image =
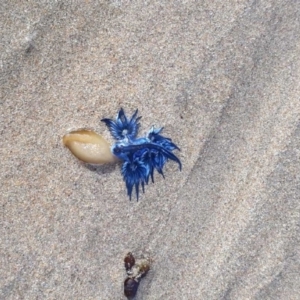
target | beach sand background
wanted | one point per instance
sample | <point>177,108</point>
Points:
<point>222,77</point>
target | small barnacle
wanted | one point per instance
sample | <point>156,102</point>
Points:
<point>129,261</point>
<point>89,147</point>
<point>130,287</point>
<point>136,269</point>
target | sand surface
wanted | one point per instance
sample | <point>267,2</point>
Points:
<point>222,77</point>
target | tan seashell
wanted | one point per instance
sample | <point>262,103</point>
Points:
<point>89,147</point>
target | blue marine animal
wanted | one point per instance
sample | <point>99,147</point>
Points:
<point>140,156</point>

▶ Written task:
Reproduce the records above line for line, without the pictures.

▶ The response:
image =
target | beach sand background
wanted | one point per instance
sample | <point>177,108</point>
Points:
<point>222,77</point>
target | small barnacle
wanted | one point per instance
sample | <point>156,102</point>
Points:
<point>129,261</point>
<point>89,147</point>
<point>130,287</point>
<point>136,269</point>
target | sand surface
wanted | one point per instance
sample | <point>267,2</point>
Points:
<point>222,77</point>
target | tan seashell
wanted | one point per instance
sample | <point>262,103</point>
Points:
<point>89,147</point>
target | blue marine animal
wanted | one point per instance
sample | <point>99,147</point>
Points:
<point>140,156</point>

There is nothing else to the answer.